## BEGIN GIVEN INFORMATION

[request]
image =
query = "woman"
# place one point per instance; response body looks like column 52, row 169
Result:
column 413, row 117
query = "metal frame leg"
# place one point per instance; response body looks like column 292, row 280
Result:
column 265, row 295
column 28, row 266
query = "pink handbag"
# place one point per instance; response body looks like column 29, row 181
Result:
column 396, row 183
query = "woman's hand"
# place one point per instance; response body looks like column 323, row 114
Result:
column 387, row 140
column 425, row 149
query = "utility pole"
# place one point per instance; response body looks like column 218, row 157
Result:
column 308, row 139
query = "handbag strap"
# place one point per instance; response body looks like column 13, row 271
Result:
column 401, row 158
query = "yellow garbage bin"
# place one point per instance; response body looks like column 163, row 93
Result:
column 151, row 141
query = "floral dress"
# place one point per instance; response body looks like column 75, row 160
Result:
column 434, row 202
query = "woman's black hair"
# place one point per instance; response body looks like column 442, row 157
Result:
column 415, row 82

## END GIVEN INFORMATION
## BEGIN GIVEN INFORMATION

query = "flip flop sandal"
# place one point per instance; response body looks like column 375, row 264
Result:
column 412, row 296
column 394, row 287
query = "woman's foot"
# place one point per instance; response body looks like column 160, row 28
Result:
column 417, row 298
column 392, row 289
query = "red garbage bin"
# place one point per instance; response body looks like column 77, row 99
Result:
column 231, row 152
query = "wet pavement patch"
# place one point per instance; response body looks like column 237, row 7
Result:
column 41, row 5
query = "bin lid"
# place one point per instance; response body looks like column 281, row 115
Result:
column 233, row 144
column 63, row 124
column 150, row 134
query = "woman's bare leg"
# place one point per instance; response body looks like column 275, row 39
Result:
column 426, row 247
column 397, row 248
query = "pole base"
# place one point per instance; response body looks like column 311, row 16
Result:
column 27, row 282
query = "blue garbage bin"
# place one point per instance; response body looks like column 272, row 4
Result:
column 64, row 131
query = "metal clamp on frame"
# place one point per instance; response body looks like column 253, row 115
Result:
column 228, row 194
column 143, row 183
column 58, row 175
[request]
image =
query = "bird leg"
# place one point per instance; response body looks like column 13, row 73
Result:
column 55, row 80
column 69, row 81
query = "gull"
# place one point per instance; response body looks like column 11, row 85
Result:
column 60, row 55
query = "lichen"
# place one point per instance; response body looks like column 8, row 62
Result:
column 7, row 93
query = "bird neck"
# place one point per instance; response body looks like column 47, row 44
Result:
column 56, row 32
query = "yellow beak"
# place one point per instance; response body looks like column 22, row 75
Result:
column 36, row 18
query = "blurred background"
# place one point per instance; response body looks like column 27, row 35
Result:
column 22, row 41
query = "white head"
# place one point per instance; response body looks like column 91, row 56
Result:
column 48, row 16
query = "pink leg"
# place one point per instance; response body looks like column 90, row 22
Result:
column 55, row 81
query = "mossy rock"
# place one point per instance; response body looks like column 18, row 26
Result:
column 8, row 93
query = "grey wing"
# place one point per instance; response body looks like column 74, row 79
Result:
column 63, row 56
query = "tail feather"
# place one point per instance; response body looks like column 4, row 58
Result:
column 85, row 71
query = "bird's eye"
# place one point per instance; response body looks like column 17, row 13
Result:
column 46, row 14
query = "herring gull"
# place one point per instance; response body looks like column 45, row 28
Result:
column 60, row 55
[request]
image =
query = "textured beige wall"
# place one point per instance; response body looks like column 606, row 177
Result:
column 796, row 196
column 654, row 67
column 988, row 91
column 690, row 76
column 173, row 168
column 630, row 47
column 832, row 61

## END GIVEN INFORMATION

_WHAT IS BEING ASKED_
Report every line of the data above that contains the string "handbag", copying each line in full.

_RESPONSE TO THIS EXERCISE_
query = "pink handbag"
query = "handbag strap"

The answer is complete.